Problem to work on: Retype exactly the lines that run from the line with "For each instance of the drinking" to the final line of the entries, keeping both ends and nothing else.

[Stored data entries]

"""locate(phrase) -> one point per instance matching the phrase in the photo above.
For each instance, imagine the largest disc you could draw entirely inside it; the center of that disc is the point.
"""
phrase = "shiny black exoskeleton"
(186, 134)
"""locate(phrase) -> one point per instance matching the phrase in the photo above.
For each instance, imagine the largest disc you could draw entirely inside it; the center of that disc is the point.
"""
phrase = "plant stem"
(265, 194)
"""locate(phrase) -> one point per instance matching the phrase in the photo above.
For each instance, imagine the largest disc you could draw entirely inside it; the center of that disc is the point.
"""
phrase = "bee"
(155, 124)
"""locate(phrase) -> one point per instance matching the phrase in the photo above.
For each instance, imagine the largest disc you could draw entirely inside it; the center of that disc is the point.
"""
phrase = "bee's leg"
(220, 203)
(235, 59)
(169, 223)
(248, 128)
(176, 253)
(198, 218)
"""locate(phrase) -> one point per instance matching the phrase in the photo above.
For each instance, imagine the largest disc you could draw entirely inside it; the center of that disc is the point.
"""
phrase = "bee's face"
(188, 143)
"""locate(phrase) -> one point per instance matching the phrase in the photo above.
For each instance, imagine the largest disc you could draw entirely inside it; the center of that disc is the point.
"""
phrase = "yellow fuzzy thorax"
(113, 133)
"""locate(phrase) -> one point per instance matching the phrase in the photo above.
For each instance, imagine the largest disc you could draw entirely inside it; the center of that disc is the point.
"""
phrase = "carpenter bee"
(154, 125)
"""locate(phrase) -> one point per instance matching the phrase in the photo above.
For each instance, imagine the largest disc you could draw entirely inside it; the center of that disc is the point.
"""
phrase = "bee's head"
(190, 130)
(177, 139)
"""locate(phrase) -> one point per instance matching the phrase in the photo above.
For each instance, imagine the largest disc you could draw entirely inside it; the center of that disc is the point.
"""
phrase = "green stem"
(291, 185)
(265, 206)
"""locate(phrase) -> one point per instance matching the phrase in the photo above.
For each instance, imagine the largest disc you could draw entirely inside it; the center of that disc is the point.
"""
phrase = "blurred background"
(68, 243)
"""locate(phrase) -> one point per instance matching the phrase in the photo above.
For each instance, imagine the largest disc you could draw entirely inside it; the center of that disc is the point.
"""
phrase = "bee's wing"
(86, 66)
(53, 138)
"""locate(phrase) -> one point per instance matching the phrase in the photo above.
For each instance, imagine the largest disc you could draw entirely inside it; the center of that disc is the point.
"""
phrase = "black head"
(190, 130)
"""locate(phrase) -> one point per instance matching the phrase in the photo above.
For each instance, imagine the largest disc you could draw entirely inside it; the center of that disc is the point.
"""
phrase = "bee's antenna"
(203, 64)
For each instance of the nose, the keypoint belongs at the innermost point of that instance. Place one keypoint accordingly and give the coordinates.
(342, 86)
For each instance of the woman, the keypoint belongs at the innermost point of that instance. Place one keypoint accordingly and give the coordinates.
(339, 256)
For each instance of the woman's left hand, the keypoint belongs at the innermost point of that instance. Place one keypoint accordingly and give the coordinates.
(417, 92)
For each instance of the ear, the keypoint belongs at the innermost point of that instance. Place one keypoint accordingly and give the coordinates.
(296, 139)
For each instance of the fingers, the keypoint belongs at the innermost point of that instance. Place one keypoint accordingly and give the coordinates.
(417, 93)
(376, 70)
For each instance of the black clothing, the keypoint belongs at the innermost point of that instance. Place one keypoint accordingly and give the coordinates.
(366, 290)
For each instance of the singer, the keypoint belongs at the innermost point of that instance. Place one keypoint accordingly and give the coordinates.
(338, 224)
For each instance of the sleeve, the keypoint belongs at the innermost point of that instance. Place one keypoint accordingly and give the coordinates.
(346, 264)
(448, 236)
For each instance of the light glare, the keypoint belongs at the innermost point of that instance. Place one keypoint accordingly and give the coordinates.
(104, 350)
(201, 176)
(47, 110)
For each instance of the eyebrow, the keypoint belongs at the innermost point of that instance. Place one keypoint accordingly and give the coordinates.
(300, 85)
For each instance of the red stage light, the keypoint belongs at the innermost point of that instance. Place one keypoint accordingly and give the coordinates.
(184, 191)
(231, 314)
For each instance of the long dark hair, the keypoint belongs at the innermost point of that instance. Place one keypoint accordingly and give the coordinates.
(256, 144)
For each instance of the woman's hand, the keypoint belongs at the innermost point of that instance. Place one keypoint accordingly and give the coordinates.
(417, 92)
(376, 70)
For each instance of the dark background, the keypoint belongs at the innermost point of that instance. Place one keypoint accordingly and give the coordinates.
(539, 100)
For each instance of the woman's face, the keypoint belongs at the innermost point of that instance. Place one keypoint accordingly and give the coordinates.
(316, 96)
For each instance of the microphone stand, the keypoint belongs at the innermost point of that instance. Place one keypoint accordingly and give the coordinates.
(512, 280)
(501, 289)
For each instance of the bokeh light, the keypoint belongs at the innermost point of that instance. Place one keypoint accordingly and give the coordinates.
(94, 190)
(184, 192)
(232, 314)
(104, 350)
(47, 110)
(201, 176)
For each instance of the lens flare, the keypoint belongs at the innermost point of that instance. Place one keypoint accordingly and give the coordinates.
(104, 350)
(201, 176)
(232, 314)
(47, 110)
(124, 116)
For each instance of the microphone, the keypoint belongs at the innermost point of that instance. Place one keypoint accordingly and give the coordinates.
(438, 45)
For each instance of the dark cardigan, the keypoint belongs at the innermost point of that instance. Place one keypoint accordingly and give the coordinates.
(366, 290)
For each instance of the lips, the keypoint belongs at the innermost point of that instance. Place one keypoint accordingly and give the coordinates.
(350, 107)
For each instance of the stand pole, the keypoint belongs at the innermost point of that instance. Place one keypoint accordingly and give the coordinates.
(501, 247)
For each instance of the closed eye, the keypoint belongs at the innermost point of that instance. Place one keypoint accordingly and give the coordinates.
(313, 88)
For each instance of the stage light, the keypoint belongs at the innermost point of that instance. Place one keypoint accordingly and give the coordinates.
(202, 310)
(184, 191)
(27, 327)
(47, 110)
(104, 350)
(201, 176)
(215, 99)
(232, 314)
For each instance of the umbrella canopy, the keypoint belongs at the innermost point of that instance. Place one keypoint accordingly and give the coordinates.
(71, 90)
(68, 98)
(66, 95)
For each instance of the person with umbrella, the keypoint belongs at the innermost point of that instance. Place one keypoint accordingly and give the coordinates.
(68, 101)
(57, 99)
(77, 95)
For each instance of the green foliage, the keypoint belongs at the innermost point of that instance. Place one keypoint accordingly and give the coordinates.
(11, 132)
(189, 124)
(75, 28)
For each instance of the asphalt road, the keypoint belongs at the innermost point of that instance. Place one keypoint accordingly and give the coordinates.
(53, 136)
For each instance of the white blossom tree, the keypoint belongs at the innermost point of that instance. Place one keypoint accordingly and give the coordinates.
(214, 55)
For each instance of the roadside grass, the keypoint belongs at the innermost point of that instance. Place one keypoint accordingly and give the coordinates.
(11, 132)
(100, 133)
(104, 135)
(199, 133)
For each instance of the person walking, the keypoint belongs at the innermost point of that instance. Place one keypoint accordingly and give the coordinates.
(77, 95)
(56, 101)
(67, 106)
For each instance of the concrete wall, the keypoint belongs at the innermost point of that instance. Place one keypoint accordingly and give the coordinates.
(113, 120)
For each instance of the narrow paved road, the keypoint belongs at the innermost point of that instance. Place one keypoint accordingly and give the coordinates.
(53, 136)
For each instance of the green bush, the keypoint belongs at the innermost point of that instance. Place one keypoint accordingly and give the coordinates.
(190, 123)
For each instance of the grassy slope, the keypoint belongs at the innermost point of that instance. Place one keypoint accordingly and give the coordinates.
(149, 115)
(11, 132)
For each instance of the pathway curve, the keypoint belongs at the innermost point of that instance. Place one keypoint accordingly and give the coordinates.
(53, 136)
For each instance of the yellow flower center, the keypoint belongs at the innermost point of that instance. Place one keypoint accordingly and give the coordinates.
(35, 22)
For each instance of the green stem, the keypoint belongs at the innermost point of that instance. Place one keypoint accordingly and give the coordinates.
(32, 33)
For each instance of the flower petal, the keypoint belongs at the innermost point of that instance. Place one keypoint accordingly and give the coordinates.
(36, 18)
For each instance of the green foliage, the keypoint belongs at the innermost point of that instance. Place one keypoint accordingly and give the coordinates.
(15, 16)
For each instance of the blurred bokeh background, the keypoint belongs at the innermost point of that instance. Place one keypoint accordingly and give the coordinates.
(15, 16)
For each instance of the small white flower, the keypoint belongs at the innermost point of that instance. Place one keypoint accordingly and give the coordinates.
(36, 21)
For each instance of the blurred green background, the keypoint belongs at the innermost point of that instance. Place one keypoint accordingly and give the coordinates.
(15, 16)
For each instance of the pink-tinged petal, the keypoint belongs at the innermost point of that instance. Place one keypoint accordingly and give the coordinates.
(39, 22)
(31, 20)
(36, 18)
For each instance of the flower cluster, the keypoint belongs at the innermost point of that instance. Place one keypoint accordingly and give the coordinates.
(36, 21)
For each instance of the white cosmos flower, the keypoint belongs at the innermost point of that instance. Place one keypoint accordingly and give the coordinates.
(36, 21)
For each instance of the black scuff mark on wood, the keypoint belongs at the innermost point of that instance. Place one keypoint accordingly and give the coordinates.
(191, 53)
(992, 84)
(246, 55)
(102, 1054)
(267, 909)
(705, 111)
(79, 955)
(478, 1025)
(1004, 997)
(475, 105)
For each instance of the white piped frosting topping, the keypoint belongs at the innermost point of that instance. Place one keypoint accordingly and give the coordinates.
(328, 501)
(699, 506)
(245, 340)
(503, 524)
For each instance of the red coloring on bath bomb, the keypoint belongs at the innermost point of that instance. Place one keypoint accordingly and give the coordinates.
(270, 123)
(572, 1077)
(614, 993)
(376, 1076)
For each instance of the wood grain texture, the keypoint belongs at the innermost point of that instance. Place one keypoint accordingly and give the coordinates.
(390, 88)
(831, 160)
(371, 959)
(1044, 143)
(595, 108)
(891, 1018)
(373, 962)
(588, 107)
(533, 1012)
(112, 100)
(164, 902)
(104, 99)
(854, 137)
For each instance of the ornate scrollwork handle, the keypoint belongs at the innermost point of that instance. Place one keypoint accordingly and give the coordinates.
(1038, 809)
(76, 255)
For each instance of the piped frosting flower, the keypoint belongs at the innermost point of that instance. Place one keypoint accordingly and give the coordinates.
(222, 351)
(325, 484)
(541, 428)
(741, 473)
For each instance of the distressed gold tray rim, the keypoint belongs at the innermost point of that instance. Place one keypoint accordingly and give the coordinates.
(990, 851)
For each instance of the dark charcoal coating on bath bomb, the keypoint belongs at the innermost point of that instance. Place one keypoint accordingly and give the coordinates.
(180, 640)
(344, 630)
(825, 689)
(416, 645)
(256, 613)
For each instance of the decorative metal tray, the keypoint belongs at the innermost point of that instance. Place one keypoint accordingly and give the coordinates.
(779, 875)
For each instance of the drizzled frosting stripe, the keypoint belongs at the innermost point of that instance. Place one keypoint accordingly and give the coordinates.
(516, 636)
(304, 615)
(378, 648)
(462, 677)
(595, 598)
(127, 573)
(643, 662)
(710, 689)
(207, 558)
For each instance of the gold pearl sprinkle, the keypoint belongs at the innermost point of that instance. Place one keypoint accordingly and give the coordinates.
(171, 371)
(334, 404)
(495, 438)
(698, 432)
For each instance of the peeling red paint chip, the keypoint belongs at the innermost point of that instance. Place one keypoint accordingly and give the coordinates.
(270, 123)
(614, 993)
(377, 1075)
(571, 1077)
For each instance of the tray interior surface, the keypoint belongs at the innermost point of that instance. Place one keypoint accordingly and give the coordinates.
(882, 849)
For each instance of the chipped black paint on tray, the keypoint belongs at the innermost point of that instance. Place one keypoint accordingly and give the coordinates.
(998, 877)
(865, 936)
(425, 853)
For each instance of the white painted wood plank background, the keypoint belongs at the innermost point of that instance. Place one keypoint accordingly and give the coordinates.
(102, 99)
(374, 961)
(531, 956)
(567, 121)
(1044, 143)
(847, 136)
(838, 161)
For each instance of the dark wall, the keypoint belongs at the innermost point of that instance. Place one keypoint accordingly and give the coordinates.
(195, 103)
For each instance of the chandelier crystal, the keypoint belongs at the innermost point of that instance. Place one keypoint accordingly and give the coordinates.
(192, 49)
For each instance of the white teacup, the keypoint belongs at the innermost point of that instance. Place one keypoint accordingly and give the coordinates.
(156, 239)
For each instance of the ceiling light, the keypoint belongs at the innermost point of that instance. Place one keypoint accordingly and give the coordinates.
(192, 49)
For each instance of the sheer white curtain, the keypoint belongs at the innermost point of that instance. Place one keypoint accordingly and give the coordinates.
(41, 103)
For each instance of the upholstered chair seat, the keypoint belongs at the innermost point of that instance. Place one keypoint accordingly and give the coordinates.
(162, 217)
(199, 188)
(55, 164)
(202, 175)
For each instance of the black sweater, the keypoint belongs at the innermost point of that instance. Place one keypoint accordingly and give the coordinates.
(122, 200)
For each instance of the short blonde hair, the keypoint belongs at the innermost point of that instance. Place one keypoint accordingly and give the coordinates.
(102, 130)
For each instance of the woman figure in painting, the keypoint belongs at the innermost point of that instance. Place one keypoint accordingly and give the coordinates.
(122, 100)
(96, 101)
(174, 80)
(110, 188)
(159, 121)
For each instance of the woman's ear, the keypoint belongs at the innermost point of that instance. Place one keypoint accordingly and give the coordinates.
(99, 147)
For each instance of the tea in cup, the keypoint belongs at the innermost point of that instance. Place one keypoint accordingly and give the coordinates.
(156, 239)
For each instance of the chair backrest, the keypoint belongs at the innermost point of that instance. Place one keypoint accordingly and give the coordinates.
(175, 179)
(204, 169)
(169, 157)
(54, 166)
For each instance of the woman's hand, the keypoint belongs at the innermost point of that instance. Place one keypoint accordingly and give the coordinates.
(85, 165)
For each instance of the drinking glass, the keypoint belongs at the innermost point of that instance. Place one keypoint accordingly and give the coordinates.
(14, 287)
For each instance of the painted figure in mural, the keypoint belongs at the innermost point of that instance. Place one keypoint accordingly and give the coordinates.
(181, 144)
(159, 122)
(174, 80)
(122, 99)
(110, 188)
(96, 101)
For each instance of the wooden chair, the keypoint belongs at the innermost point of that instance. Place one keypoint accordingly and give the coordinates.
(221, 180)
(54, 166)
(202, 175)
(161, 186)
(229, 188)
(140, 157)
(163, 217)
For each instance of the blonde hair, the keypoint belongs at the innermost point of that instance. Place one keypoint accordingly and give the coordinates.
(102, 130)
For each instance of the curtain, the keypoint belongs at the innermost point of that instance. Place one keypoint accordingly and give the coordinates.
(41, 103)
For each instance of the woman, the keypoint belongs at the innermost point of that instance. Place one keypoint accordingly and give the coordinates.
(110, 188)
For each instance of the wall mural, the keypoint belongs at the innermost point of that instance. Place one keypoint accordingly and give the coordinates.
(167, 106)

Solution to the problem:
For each instance of the drinking glass, the keypoint belongs at the innermost point of that instance. Place one keypoint accordingly and give the coordinates.
(14, 287)
For each instance of the painted figure in mural, the keypoint belongs at the innermost point of that instance. Place one keypoint accordingly and give the coordinates.
(181, 144)
(159, 122)
(174, 80)
(122, 99)
(110, 188)
(96, 101)
For each instance of the wooden chair, the keypoint belongs at the innermost point of that instance. Place one keypoint accordingly and give the coordinates.
(221, 180)
(54, 166)
(202, 175)
(161, 186)
(229, 188)
(140, 157)
(163, 217)
For each instance of the blonde hair, the keypoint belongs at the innermost point of that instance. Place one keypoint accordingly and give the coordinates.
(102, 130)
For each instance of the curtain, the keypoint belongs at the innermost point of that instance. Place one keypoint accordingly and give the coordinates.
(41, 103)
For each instance of the woman, the keypoint belongs at the innermost point of that instance. Place one keypoint accordingly and give the coordinates.
(110, 188)
For each instance of the wall mural, the keypoint belongs at the innermost point of that instance. Place one keypoint accordingly and give the coordinates.
(167, 106)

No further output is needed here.